= Article =
━━━━━━━━━━━━━━━━━━━━━━━━━━━━━━
1. Configure the IP Address of the DS900

   Start Cognex GigE Vision Configurator. Please see Appendix B to launch the Configurator if it is not present on your desktop. Follow the instructions in the GigE Vision Cameras User’s Guide (see Appendix B) to configure the IP address of the unit.

   

2. Launch VisionPro® QuickBuild software

   Start QuickBuild, by double-clicking the VisionPro® QuickBuild icon.

3. Initialize the DS900 sensor as an acquisition source

   1. Within the QuickBuild workspace, locate and double-click the Image Source entry under CogJob1.
   2. In the Image Source dialog, select the Camera as the source.
   3. In the Image Acquisition Device drop-down, locate the DS900 device and click Initialize Acquisition.

4. Configure the acquisition settings

   Continue to the next section below, entitled Configuring DS900 Acquisition.

This section will describe the settings for the various parameters present in the various tabs of the acquisition configuration interface.

Settings tab

• Exposure

  The value of exposure (in milliseconds) should be set depending on the material that is being scanned. The recommendations are as follows:

  Table 1: Recommended shutter times (approximate)
━━━━━━━━━━━━━━━━━━━━━━━━━━━━━━
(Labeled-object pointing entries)
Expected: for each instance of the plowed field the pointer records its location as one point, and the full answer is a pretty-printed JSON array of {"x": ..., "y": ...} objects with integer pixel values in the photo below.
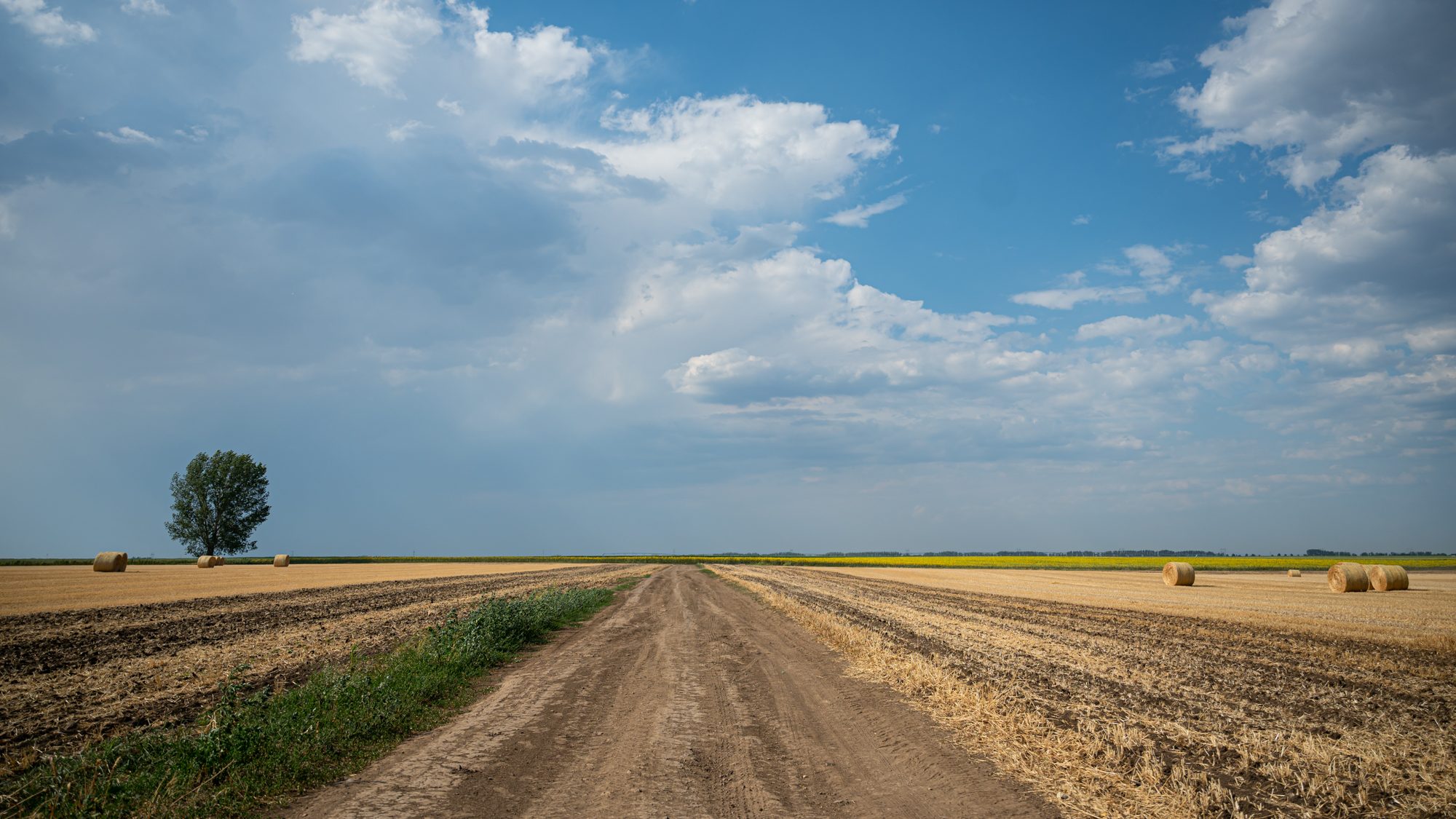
[
  {"x": 27, "y": 589},
  {"x": 71, "y": 676},
  {"x": 1126, "y": 711}
]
━━━━━━━━━━━━━━━━━━━━━━━━━━━━━━
= Stated task =
Reproduce word for word the portion of the DS900 setup text between "Start Cognex GigE" and "of the unit.", inclusive.

= Answer to the problem =
Start Cognex GigE Vision Configurator. Please see Appendix B to launch the Configurator if it is not present on your desktop. Follow the instructions in the GigE Vision Cameras User’s Guide (see Appendix B) to configure the IP address of the unit.